EXTRACT TO READ:
Emergency Operations Center Situation Report #6

Haiti Earthquake

 

Emergency Operations Center Situation Report #6

Haiti Earthquake

OVERVIEW

  • Scarcities of the bare necessities, such as food, water, and fuel remain a challenge.
  • 9,000 UN troops in the country, and 10,000 US soldiers are expected to be deployed.
  • A global effort is underway to respond to this devastating natural disaster. From the Region of the Americas, at least 13 countries are providing health relief.
  • The Ministry of Health (MOH) has created a National Health Commission to coordinate the local and international response. The MOH has defined 3 levels of healthcare: mobile health centers, fixed health centers (minor health problems), and finally hospitals with surgical capacities.  The health cluster is working to support these government priorities.
  • Based on the epidemiological reports, the number of reported communicable diseases in Haiti and along the border with Dominican Republic remains stable.

PAHO/WHO RESPONS

  • The PAHO/WHO Emergency Task Force deployed 20 international staff to Haiti. This number adds to the 52 employees who were already based in the Haiti Country Office and 20 staff in the Country Office in the Dominican Republic.
  • The staff is working on public health interventions, mass casualty management, the management of dead bodies handling, coordination, logistics and communications..
  • Five epidemiologists will be arriving on Tuesday, 19 January in Haiti and along the border between DOR and Haiti.
  • PAHO/WHO is coordinating its efforts on the ground from operational bases in Port-au-Prince, and from Jimani, Santo Domingo and the northern border area in the Dominican Republic.

HEALTH CLUSTER ACTIO

  • The health cluster, led by PAHO/WHO, is working to support the Ministry of Public Health with its emergency response and coordination.
  • One of the health cluster’s tasks is to coordinate the arrival/deployment of field hospitals.  Multiple field hospitals are operating and others are being sent to Haiti. Israel has set up a mobile field hospital with 60 bed capacity. The field hospital is serving as a referral center for severely injured patients. A Russian hospital is now operational. New field hospitals are due to arrive from Turkey, France, Medecins Sans Frontieres, Indonesia and the USA. The US Navy hospital ship USNS Comfort, with a 1,000-bed capacity, is also on its way.

RECORDS SHOWN:

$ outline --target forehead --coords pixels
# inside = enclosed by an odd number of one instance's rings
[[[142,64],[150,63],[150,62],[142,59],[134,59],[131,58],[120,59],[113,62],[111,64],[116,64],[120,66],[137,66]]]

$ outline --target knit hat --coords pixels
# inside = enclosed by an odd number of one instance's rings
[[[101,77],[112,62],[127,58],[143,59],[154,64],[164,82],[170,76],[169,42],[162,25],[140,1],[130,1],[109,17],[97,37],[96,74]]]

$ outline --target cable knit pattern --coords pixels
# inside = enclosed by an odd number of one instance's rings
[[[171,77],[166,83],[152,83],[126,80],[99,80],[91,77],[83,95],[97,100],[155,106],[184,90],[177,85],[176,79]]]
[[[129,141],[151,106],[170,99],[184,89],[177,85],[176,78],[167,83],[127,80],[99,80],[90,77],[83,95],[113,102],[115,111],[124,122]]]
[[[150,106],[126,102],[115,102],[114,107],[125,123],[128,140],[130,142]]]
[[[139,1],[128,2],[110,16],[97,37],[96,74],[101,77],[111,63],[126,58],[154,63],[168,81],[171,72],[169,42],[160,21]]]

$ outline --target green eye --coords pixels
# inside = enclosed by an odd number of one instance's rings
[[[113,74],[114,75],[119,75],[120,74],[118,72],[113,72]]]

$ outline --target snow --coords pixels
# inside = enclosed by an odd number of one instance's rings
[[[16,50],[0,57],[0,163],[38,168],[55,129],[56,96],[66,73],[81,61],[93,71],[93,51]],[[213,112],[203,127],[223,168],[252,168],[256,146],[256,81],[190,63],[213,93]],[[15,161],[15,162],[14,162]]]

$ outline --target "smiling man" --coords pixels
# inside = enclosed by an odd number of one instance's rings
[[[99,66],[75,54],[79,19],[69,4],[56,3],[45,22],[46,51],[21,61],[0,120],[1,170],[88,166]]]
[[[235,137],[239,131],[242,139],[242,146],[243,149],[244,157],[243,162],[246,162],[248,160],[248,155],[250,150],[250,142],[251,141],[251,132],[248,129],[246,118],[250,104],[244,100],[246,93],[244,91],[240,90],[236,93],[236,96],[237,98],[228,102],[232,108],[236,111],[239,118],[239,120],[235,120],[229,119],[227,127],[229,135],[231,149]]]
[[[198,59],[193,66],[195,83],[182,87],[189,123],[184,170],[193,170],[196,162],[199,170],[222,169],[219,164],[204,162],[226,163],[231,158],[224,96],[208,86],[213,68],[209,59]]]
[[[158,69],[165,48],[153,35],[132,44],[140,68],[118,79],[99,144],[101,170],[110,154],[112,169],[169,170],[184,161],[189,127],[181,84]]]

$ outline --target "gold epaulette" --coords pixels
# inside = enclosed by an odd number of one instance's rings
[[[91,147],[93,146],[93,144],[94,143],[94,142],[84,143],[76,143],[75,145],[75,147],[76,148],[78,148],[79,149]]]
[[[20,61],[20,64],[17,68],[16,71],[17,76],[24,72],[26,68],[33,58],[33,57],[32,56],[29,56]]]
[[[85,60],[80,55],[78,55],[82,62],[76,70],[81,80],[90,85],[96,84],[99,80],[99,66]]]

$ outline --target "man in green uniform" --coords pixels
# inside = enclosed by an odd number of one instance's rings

ASSIGNED TASK: Translate this sentence from the Haiti earthquake situation report above into Spanish: "The field hospital is serving as a referral center for severely injured patients."

RESPONSE BOX: El hospital de campaña está funcionando como centro de referencia para pacientes con lesiones graves.